▶ WHAT YOU SHOULD DO
The entries below are to be repeated exactly as they stand.

(Named-object pointing records)
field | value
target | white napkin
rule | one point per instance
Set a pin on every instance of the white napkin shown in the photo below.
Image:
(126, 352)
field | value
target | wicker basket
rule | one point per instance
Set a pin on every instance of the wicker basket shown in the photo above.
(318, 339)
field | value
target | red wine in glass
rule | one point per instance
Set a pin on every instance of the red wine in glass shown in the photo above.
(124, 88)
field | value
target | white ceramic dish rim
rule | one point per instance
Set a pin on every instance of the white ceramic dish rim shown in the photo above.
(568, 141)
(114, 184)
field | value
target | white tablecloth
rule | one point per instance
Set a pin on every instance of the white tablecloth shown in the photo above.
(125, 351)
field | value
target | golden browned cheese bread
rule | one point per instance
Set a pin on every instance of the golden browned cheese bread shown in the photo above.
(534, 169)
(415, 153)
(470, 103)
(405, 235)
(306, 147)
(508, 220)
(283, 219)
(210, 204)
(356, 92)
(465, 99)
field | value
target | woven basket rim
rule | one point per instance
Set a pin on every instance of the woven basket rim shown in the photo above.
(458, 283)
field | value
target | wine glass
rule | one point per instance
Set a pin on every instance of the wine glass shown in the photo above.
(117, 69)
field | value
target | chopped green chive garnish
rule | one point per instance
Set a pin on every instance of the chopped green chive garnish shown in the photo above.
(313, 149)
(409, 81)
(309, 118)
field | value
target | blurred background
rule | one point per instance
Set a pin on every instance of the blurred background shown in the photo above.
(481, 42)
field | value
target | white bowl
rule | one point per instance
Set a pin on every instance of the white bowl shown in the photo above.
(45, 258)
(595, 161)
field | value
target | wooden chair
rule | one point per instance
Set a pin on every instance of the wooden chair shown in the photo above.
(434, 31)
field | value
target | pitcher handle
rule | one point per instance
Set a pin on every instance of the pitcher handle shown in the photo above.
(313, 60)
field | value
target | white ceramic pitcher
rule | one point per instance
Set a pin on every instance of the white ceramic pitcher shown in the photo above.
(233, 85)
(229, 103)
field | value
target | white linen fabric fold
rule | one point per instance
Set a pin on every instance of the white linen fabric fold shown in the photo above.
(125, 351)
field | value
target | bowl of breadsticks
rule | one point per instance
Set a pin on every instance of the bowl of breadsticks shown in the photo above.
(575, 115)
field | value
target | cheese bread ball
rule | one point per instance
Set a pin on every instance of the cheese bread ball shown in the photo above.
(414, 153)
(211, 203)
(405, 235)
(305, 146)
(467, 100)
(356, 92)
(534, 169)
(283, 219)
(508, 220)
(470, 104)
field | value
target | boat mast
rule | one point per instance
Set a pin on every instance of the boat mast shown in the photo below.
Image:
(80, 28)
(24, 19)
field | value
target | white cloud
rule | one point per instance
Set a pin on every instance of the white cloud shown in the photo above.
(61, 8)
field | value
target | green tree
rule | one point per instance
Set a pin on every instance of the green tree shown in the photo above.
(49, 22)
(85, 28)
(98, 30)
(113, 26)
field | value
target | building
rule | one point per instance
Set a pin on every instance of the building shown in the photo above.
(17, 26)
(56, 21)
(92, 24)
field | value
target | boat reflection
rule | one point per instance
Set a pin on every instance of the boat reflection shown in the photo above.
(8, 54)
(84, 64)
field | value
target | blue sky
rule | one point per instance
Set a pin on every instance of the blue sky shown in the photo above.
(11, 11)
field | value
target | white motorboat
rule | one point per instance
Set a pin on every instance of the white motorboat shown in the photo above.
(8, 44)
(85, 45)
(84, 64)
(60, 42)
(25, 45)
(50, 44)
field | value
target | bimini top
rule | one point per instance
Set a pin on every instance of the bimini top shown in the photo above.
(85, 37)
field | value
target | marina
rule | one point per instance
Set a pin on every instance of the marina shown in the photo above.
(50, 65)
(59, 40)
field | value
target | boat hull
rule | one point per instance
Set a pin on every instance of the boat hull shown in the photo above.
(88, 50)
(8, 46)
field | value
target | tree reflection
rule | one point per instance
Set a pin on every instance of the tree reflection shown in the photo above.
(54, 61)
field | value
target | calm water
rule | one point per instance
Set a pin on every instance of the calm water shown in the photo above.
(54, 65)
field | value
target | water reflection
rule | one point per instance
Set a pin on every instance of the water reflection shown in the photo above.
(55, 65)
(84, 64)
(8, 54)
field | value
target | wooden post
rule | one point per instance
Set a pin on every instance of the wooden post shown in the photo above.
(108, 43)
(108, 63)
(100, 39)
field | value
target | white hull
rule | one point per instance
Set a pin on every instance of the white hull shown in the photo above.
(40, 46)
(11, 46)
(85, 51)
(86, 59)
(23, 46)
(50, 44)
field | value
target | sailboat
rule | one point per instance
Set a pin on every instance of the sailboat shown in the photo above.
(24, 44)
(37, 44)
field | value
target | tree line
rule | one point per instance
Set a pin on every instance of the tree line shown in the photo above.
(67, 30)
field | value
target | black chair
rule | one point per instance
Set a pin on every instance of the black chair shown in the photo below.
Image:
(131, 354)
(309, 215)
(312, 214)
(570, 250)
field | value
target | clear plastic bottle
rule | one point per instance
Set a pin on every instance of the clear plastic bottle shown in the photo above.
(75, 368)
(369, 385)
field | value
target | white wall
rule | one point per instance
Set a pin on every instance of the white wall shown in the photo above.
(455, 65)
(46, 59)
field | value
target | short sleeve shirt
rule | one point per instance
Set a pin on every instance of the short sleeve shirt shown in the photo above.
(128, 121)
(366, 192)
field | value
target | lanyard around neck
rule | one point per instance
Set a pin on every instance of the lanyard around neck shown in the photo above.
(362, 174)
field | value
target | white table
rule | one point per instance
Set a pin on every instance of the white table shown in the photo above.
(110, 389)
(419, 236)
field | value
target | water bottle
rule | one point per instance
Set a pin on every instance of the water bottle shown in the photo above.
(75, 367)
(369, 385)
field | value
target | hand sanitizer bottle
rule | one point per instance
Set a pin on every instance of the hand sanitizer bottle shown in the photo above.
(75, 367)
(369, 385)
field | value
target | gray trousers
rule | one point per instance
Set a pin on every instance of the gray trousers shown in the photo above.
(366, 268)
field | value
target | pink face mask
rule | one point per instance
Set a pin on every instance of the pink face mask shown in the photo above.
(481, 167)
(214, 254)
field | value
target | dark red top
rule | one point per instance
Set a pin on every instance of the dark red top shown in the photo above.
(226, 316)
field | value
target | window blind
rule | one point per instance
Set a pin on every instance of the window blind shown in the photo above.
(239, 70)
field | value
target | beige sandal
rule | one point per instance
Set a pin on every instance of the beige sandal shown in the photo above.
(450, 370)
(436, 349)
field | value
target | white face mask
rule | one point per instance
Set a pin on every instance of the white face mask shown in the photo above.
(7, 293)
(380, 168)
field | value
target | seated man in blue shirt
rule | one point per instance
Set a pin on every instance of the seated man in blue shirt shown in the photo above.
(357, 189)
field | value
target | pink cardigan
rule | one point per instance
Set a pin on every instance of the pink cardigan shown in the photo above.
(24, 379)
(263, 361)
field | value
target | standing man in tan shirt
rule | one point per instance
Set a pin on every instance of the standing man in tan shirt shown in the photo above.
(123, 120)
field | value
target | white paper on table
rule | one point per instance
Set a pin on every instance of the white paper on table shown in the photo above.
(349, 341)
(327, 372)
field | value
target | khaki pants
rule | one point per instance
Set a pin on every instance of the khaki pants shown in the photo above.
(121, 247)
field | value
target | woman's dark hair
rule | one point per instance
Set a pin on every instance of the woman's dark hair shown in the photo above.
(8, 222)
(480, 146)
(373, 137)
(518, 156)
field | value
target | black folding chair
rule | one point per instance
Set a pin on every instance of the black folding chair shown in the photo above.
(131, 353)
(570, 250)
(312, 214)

▶ ANSWER BELOW
field | value
target | white napkin
rule | one point per instance
Set a pin on every instance of the white napkin shown in the photo below.
Image:
(126, 352)
field | value
target | wicker basket
rule | one point per instance
Set a pin on every instance of the wicker basket shown in the photo above.
(318, 339)
field | value
target | red wine in glass
rule | one point per instance
Set a pin on every instance of the red wine in glass shown in the photo above.
(124, 88)
field | value
target | white ceramic dish rim
rule | one point per instance
Set a pin on every instance of the white ceramic dish rim shown in the photo above.
(568, 141)
(114, 184)
field | value
target | white tablecloth
rule | one point per instance
Set a pin on every instance of the white tablecloth shown in the photo above.
(125, 351)
field | value
target | golden browned cheese bread
rule | one point per instance
Set a pin on every instance of the golden browned cheese bread shown in the photo above.
(534, 169)
(415, 153)
(470, 103)
(405, 235)
(306, 147)
(508, 220)
(283, 219)
(210, 204)
(356, 92)
(465, 99)
field | value
target | woven basket rim
rule | one point per instance
Set a pin on every instance of the woven basket rim shown in the photo above.
(458, 283)
field | value
target | wine glass
rule | one point per instance
Set a pin on every instance of the wine glass shown in the photo above.
(117, 69)
field | value
target | chopped green chive garnish
rule | one point per instance
Set a pin on every instance of the chopped green chive garnish shown in the photo above.
(313, 149)
(409, 81)
(309, 118)
field | value
target | blurred background
rule | one point per instance
Set a pin on every instance of the blurred background shown in the photo above.
(481, 42)
field | value
target | white bowl
rule | one point per instance
Set a pin on every instance of the white bowl shown in the photo above.
(45, 258)
(595, 161)
field | value
target | wooden chair
rule | one point per instance
Set a pin on every instance of the wooden chair shown in the photo above.
(434, 31)
field | value
target | pitcher handle
rule | one point per instance
Set a pin on every instance of the pitcher handle shown in the photo above.
(313, 60)
field | value
target | white ceramic pitcher
rule | one point per instance
Set a pin on every instance of the white ceramic pitcher shown in the photo above.
(233, 85)
(229, 103)
field | value
target | white linen fabric fold
rule | one point per instance
Set a pin on every instance of the white linen fabric fold shown in the photo above.
(125, 351)
field | value
target | bowl of breadsticks
rule | one point per instance
Set a pin on every instance of the bowl of breadsticks shown in the photo above.
(575, 115)
field | value
target | cheese bread ball
rule | one point per instance
Set a pin on every instance of the cheese bread ball shown in the photo above.
(414, 153)
(211, 203)
(405, 235)
(305, 146)
(467, 100)
(356, 92)
(534, 169)
(283, 219)
(508, 220)
(470, 104)
field | value
target | boat mast
rule | one point per instance
Set a pin on every instance of the boat mast shown in the photo below.
Image:
(80, 28)
(24, 19)
field | value
target | white cloud
rule | one point per instance
Set a pin on every instance of the white cloud shown in the photo above.
(61, 8)
field | value
target | green tree
rule | one point per instance
Set a pin on every instance of the green tree shown in the photo above.
(49, 22)
(85, 28)
(98, 30)
(113, 26)
field | value
target | building
rule | one point per instance
Set a pin on every instance of the building shown in the photo above.
(17, 26)
(56, 21)
(92, 24)
field | value
target | boat reflection
rule | one point per instance
Set a pin on every instance of the boat reflection shown in the photo above.
(8, 54)
(84, 64)
field | value
target | blue sky
rule | one point per instance
Set a pin on every instance of the blue sky shown in the photo above.
(11, 11)
field | value
target | white motorboat
rule | one point per instance
Set a pin on every instance of the white motorboat shown in the photo above.
(8, 44)
(85, 45)
(84, 64)
(60, 42)
(25, 45)
(50, 44)
field | value
target | bimini top
rule | one point per instance
Set a pin on every instance of the bimini top shown in the photo above.
(85, 37)
field | value
target | marina
rule | one point per instance
Set a pin on every instance of the marina shown in the photo above.
(50, 65)
(59, 40)
field | value
target | boat hull
rule | one point per instance
Set a pin on every instance of the boat hull shown in the photo above.
(88, 50)
(8, 46)
field | value
target | tree reflection
rule | one point per instance
Set a pin on every instance of the tree reflection shown in the photo above.
(54, 61)
field | value
target | calm water
rule | one point per instance
Set a pin on every instance of the calm water shown in the photo above.
(54, 65)
field | value
target | water reflection
rule | one point per instance
Set a pin on every instance of the water reflection shown in the photo above.
(55, 65)
(84, 64)
(8, 54)
field | value
target | wooden post
rule | one point per instance
Set a pin on every instance of the wooden post shown in the photo above.
(108, 43)
(108, 63)
(100, 39)
field | value
target | white hull
rule | one point per instance
Set a pin on every instance of the white hull shown in the photo above.
(40, 46)
(11, 46)
(85, 51)
(86, 59)
(23, 46)
(50, 44)
field | value
target | sailboat
rule | one point per instance
Set a pin on every instance of the sailboat shown in the photo above.
(24, 44)
(37, 44)
field | value
target | tree line
rule | one point per instance
Set a pin on every instance of the tree line shown in the photo above.
(67, 30)
field | value
target | black chair
rule | one point per instance
Set a pin on every instance of the black chair shown in the photo below.
Image:
(131, 354)
(309, 215)
(312, 214)
(570, 250)
field | value
target | clear plastic bottle
rule | one point per instance
Set a pin on every instance of the clear plastic bottle shown in the photo above.
(75, 368)
(369, 385)
field | value
target | white wall
rule | one point per instance
Set a pin on every instance of the white wall shown in the photo above.
(455, 65)
(46, 59)
field | value
target | short sleeve shirt
rule | one point per instance
Set a pin on every instance of the short sleeve shirt shown in the photo above.
(128, 121)
(366, 192)
field | value
target | lanyard around neck
rule | one point per instance
Set a pin on every instance of the lanyard around neck shown in the photo above.
(362, 174)
field | value
target | white table
rule | one point per instance
Set a pin on every instance of the white table shown in the photo above.
(110, 389)
(419, 236)
field | value
target | water bottle
rule | one point per instance
Set a pin on every instance of the water bottle shown in the photo above.
(75, 367)
(369, 385)
field | value
target | hand sanitizer bottle
rule | one point per instance
Set a pin on every instance of the hand sanitizer bottle shown in the photo above.
(75, 367)
(369, 385)
field | value
target | gray trousers
rule | one point per instance
Set a pin on every instance of the gray trousers shown in the photo above.
(366, 268)
field | value
target | pink face mask
rule | one point per instance
Set a pin on every instance of the pink face mask shown in the photo above.
(481, 167)
(214, 254)
field | value
target | dark red top
rule | one point per instance
Set a pin on every instance of the dark red top shown in the photo above.
(226, 316)
field | value
target | window blind
rule | one point per instance
Set a pin on every instance of the window blind shown in the photo above.
(239, 70)
field | value
target | beige sandal
rule | one point per instance
Set a pin on every instance of the beige sandal shown in the photo above.
(450, 370)
(436, 349)
field | value
target | white face mask
rule | one point per instance
Set a pin on every instance of the white face mask shown in the photo above.
(7, 293)
(380, 168)
field | value
target | seated man in blue shirt
rule | one point per instance
Set a pin on every instance of the seated man in blue shirt shown in the photo above.
(357, 189)
field | value
target | pink cardigan
rule | one point per instance
Set a pin on every instance of the pink cardigan shown in the photo above.
(24, 379)
(263, 361)
field | value
target | standing man in tan shirt
rule | one point per instance
Set a pin on every instance of the standing man in tan shirt shown in the photo above.
(123, 120)
field | value
target | white paper on table
rule | one point per instance
Set a pin on every instance of the white paper on table shown in the photo above.
(349, 341)
(327, 372)
field | value
target | khaki pants
rule | one point per instance
Set a pin on every instance of the khaki pants shown in the photo above.
(121, 247)
field | value
target | woman's dark hair
rule | one point per instance
Set a pin on every instance of the woman's dark hair shown in the photo above.
(8, 222)
(480, 146)
(373, 137)
(518, 156)
field | value
target | black folding chair
rule | one point per instance
Set a pin on every instance of the black folding chair shown in the photo above.
(131, 353)
(570, 250)
(312, 214)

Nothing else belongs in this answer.